# Document passage
..............................

‘Carnage in the countryside’ is what the Easter holidays could bring to local farmers according to recent figures released by NFU Mutual.
The latest statistics confirm that in 2021 farmers lost livestock worth an estimated £1.52million, after the animals were injured or killed by runaway dogs.
And those most at risk this Easter are newborn lambs and pregnant ewes that are out in the open countryside across the county.
Meanwhile, rural insurer NFU Mutual fears ‘pandemic puppies’ could cause even greater carnage this year if more dogs are allowed off their leads. Research shows that 73% of dog owners now allow their pets to wander off-leash, and 49% admit that their dogs don’t always come back when called.
“With Easter falling so late this year, most lambs have already been born, making them very vulnerable to dog attack,” said NFU rural affairs specialist Rebecca Davidson.
“And with many people planning an Easter trip with dogs not normally used to being around sheep or roaming freely in the countryside, we fear there will be an upsurge in attacks.”
Ms Davidson went on to say that it’s not just big dogs that pose a threat to livestock. Small dogs are equally threatening as they can cause death by chasing sheep in fields until the animal dies of stress. Similarly, newborn lambs may be separated from their mother,
“We’re just asking owners to keep their pets on a leash whenever livestock might be around,” she added.
If anyone sees dogs on the loose behaving aggressively, they are asked to report the incident to the police or local farmers near where the livestock are kept.

..............................

# Supplied information
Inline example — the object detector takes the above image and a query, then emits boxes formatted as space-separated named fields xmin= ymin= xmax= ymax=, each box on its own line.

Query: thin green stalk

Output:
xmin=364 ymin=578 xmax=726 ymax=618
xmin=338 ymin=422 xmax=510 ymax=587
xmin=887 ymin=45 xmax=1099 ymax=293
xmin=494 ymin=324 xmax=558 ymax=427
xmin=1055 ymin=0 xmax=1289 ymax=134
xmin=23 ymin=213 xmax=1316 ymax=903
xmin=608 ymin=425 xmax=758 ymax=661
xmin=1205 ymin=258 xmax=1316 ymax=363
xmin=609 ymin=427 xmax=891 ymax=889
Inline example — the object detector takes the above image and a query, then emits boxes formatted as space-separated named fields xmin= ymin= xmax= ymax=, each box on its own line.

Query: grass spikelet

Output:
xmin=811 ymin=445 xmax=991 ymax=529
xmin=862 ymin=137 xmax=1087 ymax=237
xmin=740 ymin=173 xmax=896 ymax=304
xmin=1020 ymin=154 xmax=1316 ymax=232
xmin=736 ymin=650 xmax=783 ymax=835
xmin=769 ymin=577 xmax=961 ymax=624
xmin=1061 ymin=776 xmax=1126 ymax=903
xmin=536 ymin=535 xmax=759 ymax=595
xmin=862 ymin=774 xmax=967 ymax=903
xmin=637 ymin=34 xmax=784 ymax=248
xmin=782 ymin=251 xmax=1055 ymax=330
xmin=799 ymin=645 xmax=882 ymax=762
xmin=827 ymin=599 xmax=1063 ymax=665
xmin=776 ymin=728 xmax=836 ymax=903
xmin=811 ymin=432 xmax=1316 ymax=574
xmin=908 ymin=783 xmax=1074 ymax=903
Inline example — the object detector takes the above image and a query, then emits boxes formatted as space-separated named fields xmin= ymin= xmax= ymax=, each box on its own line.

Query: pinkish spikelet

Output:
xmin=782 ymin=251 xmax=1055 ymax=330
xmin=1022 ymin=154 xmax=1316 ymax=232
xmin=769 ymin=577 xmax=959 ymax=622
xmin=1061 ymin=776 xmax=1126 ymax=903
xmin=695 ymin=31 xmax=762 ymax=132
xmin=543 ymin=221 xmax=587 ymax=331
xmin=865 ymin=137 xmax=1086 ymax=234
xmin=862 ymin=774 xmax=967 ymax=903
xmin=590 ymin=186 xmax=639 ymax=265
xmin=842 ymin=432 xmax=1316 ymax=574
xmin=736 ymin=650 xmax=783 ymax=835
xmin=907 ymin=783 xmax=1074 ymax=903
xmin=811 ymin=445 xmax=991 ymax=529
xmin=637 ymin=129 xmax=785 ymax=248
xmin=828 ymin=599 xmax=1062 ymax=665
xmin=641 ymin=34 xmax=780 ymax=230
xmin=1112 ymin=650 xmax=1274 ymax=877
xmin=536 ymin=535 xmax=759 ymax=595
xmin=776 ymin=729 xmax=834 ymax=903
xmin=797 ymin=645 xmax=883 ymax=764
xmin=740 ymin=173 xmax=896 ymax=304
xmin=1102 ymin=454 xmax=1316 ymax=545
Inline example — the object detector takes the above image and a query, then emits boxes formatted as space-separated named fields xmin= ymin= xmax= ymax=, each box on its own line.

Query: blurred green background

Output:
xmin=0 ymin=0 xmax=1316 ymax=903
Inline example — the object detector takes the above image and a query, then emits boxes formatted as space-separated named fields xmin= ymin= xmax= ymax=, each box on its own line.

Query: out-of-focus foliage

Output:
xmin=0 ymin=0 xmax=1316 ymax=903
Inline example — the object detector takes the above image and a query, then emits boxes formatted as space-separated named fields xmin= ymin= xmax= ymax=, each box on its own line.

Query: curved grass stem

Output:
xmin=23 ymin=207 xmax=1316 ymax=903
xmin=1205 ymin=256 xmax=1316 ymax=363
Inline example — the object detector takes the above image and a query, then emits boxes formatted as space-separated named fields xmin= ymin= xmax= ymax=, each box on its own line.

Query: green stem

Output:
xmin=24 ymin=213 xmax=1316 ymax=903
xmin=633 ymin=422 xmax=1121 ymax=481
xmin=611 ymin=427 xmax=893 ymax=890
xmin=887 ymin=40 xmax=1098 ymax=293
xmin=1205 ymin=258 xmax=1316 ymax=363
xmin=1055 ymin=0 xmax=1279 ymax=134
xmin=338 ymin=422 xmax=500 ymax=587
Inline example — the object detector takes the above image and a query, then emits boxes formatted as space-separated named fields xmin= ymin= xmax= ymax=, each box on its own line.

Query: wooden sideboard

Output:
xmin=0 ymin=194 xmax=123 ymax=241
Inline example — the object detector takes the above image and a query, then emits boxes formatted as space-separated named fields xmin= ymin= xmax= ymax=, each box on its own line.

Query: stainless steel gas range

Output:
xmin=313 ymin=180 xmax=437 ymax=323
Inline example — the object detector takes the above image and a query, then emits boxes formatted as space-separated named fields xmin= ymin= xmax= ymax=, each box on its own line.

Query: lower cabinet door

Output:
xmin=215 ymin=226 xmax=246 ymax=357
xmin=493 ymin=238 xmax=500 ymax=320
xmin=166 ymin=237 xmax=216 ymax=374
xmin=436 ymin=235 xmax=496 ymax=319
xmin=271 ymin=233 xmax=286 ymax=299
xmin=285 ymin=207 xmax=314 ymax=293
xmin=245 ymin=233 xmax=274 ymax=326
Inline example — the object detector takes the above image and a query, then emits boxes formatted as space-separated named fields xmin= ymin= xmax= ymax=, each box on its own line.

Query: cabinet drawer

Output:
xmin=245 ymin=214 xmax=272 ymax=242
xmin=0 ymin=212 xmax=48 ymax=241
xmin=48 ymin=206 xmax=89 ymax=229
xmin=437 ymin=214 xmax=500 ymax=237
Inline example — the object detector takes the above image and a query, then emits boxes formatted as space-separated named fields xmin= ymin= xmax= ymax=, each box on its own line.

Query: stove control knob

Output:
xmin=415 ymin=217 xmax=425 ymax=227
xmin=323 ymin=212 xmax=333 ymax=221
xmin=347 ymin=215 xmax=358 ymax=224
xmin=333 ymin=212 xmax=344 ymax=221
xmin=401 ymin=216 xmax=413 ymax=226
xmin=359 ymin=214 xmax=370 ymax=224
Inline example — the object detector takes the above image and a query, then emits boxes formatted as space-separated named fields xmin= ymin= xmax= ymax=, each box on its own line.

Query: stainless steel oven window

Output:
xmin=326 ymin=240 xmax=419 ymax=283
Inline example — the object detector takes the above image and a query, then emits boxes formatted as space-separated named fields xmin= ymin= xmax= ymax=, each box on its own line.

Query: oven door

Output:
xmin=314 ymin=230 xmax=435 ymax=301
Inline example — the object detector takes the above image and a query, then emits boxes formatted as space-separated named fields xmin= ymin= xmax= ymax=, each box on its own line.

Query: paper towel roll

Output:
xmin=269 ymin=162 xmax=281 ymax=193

..............................

# Task requirements
a. Answer each question from the passage on dog attacks on livestock.
(i) What was the estimated value of the livestock farmers lost to runaway dogs in 2021?
(ii) What percentage of dog owners now allow their pets to wander off-leash?
(iii) To whom should people report dogs on the loose that are behaving aggressively?
b. Rewrite the passage on dog attacks on livestock from "The latest statistics" up to and including "back when called.", substituting "farm animals" for "livestock".
The lines have no connection to the text.

# Task-by-task solutions
a.
(i) An estimated £1.52million.
(ii) 73%.
(iii) To the police or to local farmers near where the livestock are kept.

b.
The latest statistics confirm that in 2021 farmers lost farm animals worth an estimated £1.52million, after the animals were injured or killed by runaway dogs.
And those most at risk this Easter are newborn lambs and pregnant ewes that are out in the open countryside across the county.
Meanwhile, rural insurer NFU Mutual fears ‘pandemic puppies’ could cause even greater carnage this year if more dogs are allowed off their leads. Research shows that 73% of dog owners now allow their pets to wander off-leash, and 49% admit that their dogs don’t always come back when called.